Task details — Where a line below holds the string "aircraft", that line goes into the answer.

Available records —
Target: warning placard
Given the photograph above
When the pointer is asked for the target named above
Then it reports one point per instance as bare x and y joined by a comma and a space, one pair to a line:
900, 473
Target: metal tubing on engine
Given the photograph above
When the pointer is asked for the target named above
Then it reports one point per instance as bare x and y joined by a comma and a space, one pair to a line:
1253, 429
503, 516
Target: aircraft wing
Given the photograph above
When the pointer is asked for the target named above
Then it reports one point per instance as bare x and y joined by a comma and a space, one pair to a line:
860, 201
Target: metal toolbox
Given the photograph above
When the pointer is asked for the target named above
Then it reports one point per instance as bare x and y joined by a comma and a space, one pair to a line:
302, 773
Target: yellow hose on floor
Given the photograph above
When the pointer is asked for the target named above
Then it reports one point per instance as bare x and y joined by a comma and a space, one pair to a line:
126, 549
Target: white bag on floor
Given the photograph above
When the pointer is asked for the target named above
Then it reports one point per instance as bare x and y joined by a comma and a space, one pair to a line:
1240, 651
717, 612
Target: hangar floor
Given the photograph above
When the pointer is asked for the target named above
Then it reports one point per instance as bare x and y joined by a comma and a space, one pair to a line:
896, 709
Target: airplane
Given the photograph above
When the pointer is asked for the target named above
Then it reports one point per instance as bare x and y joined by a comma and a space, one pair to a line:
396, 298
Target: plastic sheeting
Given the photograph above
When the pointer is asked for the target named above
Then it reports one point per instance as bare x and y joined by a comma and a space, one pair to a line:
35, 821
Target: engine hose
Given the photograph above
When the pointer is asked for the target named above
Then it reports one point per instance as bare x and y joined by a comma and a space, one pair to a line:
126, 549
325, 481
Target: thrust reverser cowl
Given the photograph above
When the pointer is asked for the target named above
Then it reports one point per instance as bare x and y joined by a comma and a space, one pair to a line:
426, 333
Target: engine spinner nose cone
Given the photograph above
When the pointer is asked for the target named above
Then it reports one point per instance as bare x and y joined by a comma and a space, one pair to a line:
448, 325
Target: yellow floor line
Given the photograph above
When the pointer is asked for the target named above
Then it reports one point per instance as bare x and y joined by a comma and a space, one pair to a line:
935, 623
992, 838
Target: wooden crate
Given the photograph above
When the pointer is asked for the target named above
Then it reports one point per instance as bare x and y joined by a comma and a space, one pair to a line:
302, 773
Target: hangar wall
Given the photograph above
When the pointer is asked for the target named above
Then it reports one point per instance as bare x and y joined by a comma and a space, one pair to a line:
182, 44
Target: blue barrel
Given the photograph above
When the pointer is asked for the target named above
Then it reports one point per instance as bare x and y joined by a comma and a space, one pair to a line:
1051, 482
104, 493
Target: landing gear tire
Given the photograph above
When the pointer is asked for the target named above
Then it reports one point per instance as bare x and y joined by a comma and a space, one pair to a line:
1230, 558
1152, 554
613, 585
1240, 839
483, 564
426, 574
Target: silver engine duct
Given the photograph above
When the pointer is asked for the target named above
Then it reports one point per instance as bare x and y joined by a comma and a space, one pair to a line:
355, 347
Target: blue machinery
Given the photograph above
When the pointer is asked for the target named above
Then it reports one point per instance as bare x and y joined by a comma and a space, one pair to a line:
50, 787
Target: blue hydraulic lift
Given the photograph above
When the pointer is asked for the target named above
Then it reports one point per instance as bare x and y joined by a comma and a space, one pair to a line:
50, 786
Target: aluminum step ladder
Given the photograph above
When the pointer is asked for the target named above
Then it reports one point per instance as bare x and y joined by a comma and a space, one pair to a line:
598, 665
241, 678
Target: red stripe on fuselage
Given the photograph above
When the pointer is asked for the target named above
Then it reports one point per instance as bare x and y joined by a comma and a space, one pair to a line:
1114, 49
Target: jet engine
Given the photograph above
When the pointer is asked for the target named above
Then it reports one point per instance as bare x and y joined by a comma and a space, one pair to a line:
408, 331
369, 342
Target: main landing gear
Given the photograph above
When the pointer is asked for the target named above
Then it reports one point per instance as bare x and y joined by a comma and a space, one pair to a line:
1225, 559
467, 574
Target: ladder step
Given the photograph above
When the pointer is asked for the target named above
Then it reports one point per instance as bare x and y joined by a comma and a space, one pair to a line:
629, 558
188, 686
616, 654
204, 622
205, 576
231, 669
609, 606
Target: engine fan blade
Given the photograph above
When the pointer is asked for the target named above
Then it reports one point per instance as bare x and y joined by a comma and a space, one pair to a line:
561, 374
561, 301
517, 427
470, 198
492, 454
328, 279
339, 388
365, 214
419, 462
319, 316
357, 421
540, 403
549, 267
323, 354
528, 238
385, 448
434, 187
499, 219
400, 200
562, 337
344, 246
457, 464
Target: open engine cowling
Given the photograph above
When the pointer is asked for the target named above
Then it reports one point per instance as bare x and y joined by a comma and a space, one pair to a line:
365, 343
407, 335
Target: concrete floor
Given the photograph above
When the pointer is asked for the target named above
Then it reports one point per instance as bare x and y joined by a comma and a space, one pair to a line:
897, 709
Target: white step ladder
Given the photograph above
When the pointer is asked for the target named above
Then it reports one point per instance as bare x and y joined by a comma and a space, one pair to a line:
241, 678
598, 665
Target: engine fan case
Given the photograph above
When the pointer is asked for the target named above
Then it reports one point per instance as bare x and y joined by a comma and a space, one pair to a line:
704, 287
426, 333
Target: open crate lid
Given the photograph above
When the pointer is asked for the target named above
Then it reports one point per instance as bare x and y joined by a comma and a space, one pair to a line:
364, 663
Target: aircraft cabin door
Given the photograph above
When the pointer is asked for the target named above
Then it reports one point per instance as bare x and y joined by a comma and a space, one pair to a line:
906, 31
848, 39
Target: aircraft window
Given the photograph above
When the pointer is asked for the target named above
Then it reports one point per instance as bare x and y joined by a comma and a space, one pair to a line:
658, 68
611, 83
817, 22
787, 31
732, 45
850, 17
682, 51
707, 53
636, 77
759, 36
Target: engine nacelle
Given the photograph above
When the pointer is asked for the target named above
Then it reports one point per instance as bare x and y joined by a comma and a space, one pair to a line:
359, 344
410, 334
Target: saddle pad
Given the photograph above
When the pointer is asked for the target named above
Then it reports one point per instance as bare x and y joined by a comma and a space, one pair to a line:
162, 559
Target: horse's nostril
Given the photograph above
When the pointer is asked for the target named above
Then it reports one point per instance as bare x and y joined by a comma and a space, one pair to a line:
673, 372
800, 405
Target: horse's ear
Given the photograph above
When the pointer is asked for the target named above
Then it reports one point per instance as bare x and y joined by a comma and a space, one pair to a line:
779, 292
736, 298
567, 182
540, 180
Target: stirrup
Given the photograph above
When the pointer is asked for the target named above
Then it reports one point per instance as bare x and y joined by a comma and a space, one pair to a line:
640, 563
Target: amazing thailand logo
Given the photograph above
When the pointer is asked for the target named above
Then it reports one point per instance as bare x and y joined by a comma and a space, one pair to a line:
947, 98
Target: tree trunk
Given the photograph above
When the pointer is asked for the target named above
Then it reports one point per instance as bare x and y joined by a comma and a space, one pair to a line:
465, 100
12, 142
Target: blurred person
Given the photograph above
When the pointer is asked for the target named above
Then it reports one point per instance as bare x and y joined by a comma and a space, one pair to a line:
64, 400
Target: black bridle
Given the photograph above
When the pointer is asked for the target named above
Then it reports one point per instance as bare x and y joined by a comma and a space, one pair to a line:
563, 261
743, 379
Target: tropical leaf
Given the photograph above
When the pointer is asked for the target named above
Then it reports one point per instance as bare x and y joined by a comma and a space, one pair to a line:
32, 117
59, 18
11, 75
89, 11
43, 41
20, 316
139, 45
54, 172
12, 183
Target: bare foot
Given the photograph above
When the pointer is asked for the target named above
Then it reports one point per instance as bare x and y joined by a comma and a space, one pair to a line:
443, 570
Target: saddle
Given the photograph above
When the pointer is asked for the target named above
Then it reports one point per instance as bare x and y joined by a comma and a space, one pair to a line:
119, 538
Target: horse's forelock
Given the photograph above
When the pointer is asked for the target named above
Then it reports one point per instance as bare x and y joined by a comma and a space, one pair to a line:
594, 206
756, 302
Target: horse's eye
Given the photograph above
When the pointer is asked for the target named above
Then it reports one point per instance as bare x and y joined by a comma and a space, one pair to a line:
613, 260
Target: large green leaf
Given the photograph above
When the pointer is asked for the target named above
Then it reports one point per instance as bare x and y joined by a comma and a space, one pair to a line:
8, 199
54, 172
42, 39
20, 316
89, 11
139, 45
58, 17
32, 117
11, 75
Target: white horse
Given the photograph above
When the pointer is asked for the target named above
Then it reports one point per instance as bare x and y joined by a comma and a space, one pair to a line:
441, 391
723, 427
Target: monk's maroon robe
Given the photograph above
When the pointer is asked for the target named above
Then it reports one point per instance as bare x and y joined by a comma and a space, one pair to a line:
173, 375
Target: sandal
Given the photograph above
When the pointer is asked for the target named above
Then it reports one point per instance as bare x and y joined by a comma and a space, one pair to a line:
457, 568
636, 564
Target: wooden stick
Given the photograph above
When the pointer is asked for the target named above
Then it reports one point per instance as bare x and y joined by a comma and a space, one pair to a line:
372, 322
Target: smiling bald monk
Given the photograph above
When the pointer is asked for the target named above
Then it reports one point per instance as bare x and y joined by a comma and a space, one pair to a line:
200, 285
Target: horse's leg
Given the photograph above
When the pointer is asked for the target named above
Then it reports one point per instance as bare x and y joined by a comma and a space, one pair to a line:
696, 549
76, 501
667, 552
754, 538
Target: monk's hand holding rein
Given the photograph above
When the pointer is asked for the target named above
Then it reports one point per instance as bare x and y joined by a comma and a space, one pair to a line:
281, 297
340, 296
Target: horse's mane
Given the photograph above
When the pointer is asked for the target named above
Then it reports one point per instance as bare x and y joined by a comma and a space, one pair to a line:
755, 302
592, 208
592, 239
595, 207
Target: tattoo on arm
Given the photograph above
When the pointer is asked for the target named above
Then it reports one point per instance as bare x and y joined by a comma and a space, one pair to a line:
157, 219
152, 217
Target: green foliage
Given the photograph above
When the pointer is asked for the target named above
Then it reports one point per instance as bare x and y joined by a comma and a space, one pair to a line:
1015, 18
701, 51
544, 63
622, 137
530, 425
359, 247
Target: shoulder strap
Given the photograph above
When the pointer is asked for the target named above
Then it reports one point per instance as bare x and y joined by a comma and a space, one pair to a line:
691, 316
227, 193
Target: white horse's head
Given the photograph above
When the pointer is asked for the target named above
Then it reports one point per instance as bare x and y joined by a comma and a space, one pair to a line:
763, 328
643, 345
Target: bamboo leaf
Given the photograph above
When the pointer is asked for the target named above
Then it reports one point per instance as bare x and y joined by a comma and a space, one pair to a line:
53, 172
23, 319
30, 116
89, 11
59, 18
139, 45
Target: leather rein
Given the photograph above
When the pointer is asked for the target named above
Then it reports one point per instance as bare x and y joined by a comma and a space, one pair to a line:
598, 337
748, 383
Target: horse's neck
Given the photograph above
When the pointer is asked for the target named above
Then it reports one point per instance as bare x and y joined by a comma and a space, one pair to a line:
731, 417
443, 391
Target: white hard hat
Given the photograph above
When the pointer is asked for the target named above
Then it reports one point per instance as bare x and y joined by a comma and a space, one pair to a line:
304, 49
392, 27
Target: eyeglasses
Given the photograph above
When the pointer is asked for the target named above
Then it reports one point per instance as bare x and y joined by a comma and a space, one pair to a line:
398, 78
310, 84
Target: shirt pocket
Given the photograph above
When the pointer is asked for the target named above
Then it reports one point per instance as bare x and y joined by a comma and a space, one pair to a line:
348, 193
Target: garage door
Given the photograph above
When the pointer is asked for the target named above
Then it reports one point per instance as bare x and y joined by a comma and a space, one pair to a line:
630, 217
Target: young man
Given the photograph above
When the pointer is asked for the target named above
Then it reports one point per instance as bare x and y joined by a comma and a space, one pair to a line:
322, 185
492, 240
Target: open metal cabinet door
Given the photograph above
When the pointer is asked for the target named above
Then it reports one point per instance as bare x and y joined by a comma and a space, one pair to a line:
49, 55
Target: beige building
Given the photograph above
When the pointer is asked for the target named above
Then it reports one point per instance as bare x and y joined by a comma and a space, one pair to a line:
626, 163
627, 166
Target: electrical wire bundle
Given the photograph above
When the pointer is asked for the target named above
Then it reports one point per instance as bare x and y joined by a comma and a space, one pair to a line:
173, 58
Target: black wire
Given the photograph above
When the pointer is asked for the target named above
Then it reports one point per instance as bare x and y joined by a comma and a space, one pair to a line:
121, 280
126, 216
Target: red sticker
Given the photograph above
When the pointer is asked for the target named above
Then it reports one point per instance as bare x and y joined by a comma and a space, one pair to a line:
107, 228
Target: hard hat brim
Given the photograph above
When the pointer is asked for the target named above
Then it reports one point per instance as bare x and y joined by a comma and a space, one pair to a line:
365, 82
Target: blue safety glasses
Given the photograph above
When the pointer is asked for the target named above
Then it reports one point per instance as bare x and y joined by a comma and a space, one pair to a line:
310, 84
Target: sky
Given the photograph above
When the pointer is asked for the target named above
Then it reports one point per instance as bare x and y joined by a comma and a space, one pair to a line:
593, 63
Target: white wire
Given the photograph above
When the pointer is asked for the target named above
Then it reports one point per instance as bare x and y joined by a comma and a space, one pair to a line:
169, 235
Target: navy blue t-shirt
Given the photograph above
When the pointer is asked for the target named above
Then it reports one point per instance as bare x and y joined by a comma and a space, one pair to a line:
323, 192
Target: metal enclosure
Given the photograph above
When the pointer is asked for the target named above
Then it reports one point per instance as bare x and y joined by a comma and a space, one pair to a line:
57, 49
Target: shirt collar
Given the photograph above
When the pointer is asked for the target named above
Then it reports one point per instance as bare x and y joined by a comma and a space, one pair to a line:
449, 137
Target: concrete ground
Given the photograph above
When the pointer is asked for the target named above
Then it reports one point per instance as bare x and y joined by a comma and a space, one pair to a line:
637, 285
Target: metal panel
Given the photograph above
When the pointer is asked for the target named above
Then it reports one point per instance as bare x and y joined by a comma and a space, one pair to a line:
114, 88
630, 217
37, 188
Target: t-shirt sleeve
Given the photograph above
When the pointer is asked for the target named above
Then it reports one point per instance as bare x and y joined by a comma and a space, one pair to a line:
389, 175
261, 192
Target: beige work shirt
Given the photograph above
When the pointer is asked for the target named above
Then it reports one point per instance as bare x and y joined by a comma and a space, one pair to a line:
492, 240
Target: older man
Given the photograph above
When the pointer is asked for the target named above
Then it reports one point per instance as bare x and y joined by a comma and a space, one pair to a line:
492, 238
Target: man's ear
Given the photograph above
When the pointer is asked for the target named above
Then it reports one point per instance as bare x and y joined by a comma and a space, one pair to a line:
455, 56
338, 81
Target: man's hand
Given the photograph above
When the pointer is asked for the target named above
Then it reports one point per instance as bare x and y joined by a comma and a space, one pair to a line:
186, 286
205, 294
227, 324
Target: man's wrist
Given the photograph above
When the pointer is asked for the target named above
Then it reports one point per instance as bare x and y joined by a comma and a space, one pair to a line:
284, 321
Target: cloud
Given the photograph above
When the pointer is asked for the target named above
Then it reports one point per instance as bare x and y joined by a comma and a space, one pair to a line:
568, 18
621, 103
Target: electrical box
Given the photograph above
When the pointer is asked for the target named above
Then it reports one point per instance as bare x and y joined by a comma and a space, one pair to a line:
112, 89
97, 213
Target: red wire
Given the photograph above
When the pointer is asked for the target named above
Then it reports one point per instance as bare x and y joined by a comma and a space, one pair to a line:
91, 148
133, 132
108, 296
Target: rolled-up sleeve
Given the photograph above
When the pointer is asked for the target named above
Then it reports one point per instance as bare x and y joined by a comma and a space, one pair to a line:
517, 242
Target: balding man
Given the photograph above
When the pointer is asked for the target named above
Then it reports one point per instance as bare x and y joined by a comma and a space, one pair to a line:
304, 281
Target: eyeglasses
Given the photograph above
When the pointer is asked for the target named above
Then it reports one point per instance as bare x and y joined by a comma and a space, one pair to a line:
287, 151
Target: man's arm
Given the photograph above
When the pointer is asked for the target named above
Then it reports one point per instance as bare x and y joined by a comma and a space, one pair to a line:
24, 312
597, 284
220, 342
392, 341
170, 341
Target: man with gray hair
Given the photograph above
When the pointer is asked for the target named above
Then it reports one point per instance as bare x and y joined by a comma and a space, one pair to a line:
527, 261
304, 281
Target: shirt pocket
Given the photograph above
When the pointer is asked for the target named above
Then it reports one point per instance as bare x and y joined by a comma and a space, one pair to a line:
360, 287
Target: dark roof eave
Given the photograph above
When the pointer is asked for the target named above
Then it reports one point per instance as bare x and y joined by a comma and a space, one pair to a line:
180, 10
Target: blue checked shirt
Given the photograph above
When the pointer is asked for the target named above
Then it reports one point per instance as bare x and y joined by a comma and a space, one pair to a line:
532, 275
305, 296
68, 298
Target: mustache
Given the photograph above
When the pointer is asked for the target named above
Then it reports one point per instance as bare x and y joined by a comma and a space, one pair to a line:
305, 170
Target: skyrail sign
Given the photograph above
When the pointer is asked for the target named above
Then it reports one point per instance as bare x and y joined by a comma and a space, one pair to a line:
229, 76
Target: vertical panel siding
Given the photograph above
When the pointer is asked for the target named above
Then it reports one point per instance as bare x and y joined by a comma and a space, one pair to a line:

Expected output —
Target: aircraft wing
Target: aircraft cabin door
Target: aircraft window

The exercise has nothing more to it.